Give as output the line that contains "Could you please spot the nose", followed by every remaining line of the entries, unchanged and with nothing added.

### GIVEN RECORDS:

##########

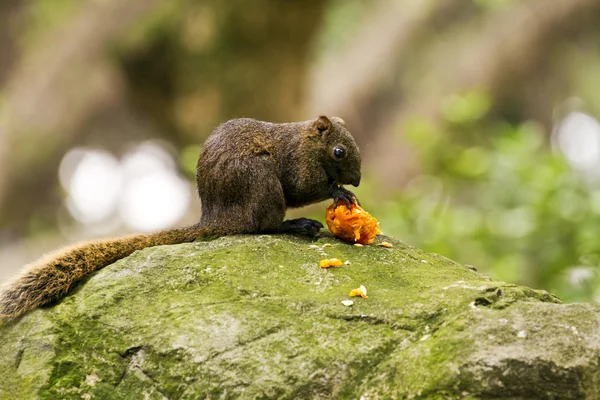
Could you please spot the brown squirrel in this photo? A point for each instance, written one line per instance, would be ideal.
(249, 172)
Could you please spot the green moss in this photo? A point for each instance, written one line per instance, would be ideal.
(255, 317)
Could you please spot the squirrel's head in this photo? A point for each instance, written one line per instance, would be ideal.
(341, 157)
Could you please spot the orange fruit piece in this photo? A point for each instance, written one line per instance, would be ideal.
(353, 224)
(332, 262)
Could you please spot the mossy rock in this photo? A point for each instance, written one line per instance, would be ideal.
(255, 317)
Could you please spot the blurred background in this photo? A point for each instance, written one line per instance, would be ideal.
(477, 119)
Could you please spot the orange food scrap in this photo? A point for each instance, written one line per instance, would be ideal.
(332, 262)
(352, 224)
(361, 291)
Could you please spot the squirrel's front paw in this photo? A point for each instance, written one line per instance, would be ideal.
(340, 193)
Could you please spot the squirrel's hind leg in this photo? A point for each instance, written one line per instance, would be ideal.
(302, 226)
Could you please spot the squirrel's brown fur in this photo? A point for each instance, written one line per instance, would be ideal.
(248, 173)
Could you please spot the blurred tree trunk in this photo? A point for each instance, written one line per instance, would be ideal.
(193, 66)
(219, 60)
(54, 86)
(489, 51)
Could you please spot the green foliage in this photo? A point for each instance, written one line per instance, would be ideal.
(496, 196)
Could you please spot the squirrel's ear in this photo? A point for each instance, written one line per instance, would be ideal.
(338, 120)
(321, 125)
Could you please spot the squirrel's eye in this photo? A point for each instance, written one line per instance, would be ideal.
(339, 152)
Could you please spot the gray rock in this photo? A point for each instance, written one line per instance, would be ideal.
(255, 317)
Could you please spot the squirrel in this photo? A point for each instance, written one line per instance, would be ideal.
(248, 173)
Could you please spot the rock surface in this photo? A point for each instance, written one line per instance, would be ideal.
(255, 317)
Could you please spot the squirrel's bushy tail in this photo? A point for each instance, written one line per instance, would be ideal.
(52, 276)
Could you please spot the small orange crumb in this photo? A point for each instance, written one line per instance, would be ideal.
(361, 291)
(352, 224)
(332, 262)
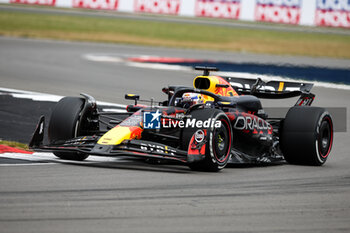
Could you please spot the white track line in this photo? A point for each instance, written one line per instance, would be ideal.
(37, 96)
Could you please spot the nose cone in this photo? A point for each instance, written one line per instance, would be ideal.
(120, 133)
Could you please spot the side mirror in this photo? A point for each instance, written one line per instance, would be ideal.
(132, 97)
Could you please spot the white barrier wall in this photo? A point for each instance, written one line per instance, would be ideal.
(331, 13)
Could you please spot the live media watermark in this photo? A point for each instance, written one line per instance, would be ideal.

##########

### REPLY:
Could you please spot the nose cone in this photo? A point for each instance, written one line per instance, would be ideal.
(120, 133)
Could you please spot the side mirror in this photo? A point for each instance, written one line per instance, would be ideal.
(132, 97)
Could you please spot the white barrier wall in this photo? A point for each instance, written one line per instance, would be ideal.
(331, 13)
Could you please spot the live media watermark in this photo? A point for each instance, written one line per instance, would be ideal.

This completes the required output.